[[ DATA SHOWN open ]]

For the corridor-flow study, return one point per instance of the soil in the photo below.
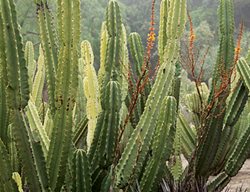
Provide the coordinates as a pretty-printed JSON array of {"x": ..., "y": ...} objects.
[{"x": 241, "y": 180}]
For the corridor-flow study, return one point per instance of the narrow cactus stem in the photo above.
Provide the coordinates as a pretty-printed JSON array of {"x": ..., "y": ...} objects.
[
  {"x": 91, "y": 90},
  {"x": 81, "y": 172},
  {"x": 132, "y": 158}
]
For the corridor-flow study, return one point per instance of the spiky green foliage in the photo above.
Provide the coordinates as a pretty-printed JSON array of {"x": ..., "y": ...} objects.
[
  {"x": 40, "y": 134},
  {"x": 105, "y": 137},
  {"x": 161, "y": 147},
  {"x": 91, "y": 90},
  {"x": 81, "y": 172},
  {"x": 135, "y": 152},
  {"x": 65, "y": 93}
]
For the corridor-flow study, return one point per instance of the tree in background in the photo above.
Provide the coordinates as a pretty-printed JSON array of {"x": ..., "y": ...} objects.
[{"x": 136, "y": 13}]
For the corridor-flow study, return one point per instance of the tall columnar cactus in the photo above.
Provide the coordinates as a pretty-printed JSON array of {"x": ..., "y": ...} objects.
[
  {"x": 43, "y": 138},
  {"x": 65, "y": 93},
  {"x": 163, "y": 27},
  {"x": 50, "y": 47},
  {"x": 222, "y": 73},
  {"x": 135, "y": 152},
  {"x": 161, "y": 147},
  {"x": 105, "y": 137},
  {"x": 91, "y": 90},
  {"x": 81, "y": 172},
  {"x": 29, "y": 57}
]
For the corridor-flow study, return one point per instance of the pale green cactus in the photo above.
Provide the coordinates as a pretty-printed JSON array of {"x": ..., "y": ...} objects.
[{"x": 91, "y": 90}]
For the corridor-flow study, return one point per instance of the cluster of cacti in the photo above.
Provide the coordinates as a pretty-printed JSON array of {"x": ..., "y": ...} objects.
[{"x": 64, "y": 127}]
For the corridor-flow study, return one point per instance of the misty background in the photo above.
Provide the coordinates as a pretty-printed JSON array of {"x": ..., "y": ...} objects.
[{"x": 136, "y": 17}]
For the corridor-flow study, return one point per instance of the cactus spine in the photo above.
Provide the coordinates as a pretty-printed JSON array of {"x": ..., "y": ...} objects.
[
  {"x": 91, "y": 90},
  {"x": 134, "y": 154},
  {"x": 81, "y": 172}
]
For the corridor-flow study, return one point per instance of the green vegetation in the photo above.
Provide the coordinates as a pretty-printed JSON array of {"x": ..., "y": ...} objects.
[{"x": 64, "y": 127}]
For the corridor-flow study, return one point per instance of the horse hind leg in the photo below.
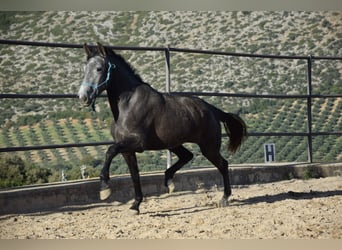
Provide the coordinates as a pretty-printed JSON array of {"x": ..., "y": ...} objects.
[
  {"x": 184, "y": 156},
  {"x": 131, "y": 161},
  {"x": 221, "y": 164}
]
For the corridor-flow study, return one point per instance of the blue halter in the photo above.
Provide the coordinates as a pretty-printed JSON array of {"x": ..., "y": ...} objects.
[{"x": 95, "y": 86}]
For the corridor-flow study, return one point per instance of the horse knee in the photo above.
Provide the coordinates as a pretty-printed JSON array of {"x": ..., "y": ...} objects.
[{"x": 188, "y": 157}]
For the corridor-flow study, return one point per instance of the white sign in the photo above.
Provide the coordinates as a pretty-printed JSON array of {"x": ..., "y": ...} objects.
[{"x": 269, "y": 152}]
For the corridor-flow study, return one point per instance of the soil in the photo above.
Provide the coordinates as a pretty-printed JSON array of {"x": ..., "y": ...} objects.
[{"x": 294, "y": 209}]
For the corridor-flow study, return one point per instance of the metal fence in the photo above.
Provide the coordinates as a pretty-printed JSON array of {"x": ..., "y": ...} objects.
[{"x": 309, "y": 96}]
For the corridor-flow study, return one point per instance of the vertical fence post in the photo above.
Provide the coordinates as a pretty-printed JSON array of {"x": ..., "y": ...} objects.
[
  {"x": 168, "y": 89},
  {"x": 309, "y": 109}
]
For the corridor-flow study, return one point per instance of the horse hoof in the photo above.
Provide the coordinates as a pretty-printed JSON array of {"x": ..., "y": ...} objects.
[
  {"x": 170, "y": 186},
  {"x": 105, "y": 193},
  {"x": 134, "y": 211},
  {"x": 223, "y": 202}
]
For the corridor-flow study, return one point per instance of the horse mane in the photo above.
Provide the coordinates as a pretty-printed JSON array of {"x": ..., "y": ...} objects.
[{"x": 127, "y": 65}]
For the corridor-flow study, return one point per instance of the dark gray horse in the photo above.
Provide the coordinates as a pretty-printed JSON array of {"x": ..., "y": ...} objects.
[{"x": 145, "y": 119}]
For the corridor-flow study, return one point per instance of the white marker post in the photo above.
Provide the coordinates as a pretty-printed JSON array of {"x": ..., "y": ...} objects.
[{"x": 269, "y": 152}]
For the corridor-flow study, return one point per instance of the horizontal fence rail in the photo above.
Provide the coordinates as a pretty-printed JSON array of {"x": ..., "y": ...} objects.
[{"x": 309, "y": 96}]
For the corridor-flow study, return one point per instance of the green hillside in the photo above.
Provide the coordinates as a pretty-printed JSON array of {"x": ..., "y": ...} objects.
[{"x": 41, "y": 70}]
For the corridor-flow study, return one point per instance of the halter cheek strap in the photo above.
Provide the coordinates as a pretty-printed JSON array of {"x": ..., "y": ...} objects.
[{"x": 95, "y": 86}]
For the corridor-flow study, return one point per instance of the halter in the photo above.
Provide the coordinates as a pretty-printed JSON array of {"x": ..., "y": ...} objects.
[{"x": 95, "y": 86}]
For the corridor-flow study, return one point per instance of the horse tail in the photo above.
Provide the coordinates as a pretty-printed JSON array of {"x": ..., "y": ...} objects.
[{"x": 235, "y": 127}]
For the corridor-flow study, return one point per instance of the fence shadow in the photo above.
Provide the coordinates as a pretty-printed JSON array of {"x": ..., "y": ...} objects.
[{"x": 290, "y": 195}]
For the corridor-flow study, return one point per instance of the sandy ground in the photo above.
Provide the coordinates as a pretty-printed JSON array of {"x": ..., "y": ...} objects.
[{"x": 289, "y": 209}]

[[ DATA SHOWN closed ]]

**YOUR OBJECTIVE**: An exact copy of every entry, minus the pictures, is what you should return.

**PROBLEM SOLUTION**:
For the corridor-flow study, return one point per instance of the soil in the photo below.
Provide the coordinates as a pretty-printed JSON array of {"x": ..., "y": ...} objects.
[{"x": 241, "y": 180}]
For the corridor-flow study, return one point per instance of the narrow cactus stem in the photo above.
Provide the coordinates as a pretty-printed JSON array of {"x": ..., "y": ...} objects.
[
  {"x": 91, "y": 90},
  {"x": 81, "y": 172},
  {"x": 132, "y": 158}
]
For the corridor-flow study, return one point per instance of the spiky green foliage in the photo above.
Provide the coordinates as a pretty-printed JSON array of {"x": ..., "y": ...} objects.
[
  {"x": 40, "y": 134},
  {"x": 105, "y": 137},
  {"x": 161, "y": 147},
  {"x": 91, "y": 90},
  {"x": 81, "y": 172},
  {"x": 135, "y": 152},
  {"x": 65, "y": 93}
]
For the corridor-flow study, return one point per instance of the tree in background in the photo above.
Provide the coordinates as a pretty-printed JSON array of {"x": ..., "y": ...} objects.
[{"x": 136, "y": 13}]
For the corridor-flow study, return one point per instance of the tall columnar cactus in the photo above.
Provide the coordinates as a pretty-printed JSON array of {"x": ..., "y": ...} objects.
[
  {"x": 43, "y": 138},
  {"x": 65, "y": 93},
  {"x": 163, "y": 27},
  {"x": 50, "y": 47},
  {"x": 222, "y": 73},
  {"x": 135, "y": 152},
  {"x": 161, "y": 147},
  {"x": 105, "y": 137},
  {"x": 91, "y": 90},
  {"x": 81, "y": 172},
  {"x": 29, "y": 57}
]
For the corridor-flow study, return one point per instance of the pale green cactus in the photo above.
Provide the coordinates as a pretty-printed JSON array of {"x": ..., "y": ...} objects.
[{"x": 91, "y": 90}]
For the corridor-flow study, return one point per instance of the cluster of cacti in the photo above.
Provide the coordinates as a pretty-printed JSON array of {"x": ..., "y": ...} objects.
[{"x": 64, "y": 127}]
For the corridor-flow study, return one point per instance of the misty background in the photo above.
Provide the coordinates as a pretty-printed JSON array of {"x": ..., "y": ...} objects.
[{"x": 136, "y": 17}]
For the corridor-flow study, return one point per instance of the cactus spine in the photo above.
Provide the coordinates as a pretty-printed JSON array of {"x": ..., "y": ...} objects.
[
  {"x": 91, "y": 90},
  {"x": 134, "y": 154},
  {"x": 81, "y": 172}
]
For the corridor-flow study, return one point per instance of the green vegetation in the photo above.
Provide the coordinates as a pretty-printed JSON array of {"x": ..., "y": ...} objects.
[{"x": 64, "y": 127}]
For the corridor-flow study, return one point per instance of the horse hind leg in the photo below.
Provide the coordinates as a pretty-printed JSON array of {"x": ..., "y": ...} objects.
[
  {"x": 184, "y": 156},
  {"x": 131, "y": 161},
  {"x": 221, "y": 164}
]
For the corridor-flow study, return one point per instance of the blue halter in the photo above.
Provide the coordinates as a pretty-printed JSON array of {"x": ..., "y": ...} objects.
[{"x": 95, "y": 86}]
For the corridor-flow study, return one point per instance of the horse knee in the photo above.
Provide the coordinates as a pretty-printed JSON array of {"x": ..., "y": ...} objects.
[{"x": 188, "y": 157}]
For the corridor-flow study, return one point per instance of the white sign in the photo above.
Provide the coordinates as a pretty-printed JSON array of {"x": ..., "y": ...} objects.
[{"x": 269, "y": 152}]
For the corridor-flow study, return one point per instance of the soil in the photo above.
Provide the coordinates as a pretty-printed JSON array of {"x": ..., "y": ...} objects.
[{"x": 294, "y": 209}]
For the corridor-flow study, return one point per instance of the metal fence in the photo above.
Provide the coordinates as a pretty-printed JSON array of {"x": ..., "y": ...} objects.
[{"x": 309, "y": 96}]
For the corridor-flow study, return one point per instance of the vertical fence post in the photo above.
Provide the coordinates as a pretty-printed JSON array of {"x": ..., "y": ...} objects.
[
  {"x": 168, "y": 89},
  {"x": 309, "y": 109}
]
For the corridor-flow study, return one point per instance of the horse hoof in the photo above.
Provide the coordinates as a pretty-printed JSON array of {"x": ..., "y": ...} objects.
[
  {"x": 170, "y": 186},
  {"x": 105, "y": 193},
  {"x": 134, "y": 211},
  {"x": 223, "y": 202}
]
For the corridor-flow study, return one point per instance of the horse mane in the photo above.
Provide the coordinates as a pretty-printed JSON array of {"x": ..., "y": ...} objects.
[{"x": 127, "y": 65}]
For the corridor-flow study, return one point per instance of the dark gray horse in the photo above.
Provide the coordinates as a pretty-printed JSON array of {"x": ..., "y": ...} objects.
[{"x": 145, "y": 119}]
For the corridor-flow study, return one point per instance of the white marker post in the photo above.
Provide the coordinates as a pretty-printed JSON array of {"x": ..., "y": ...} objects.
[{"x": 269, "y": 152}]
For the corridor-flow study, return one point per instance of the horizontal fence rail in the photo above.
Provide the coordinates as a pretty-printed JSON array of {"x": ..., "y": ...} objects.
[{"x": 309, "y": 96}]
For the corridor-flow study, return one point per instance of the green hillside in the photo above.
Provide the coordinates as a pretty-printed JSON array of {"x": ..., "y": ...} objects.
[{"x": 41, "y": 70}]
For the corridor-flow study, return one point per instance of the halter cheek strap in the photo above.
Provide the coordinates as a pretty-printed JSON array of {"x": ..., "y": ...} objects.
[{"x": 95, "y": 86}]
For the corridor-flow study, return one point per instance of the halter in the photo above.
Provide the coordinates as a pretty-printed JSON array of {"x": ..., "y": ...} objects.
[{"x": 95, "y": 86}]
For the corridor-flow study, return one point per instance of the horse tail in the photo above.
Provide the coordinates as a pretty-printed JSON array of {"x": ..., "y": ...} objects.
[{"x": 235, "y": 127}]
For the corridor-flow study, return one point per instance of the fence shadow in the photo above.
Provide the coordinates as a pretty-printed JSON array of {"x": ..., "y": ...} objects.
[{"x": 290, "y": 195}]
For the corridor-flow study, return one point per instance of the sandy ground in the photo above.
Provide the coordinates as a pretty-printed JSON array of {"x": ..., "y": ...} objects.
[{"x": 289, "y": 209}]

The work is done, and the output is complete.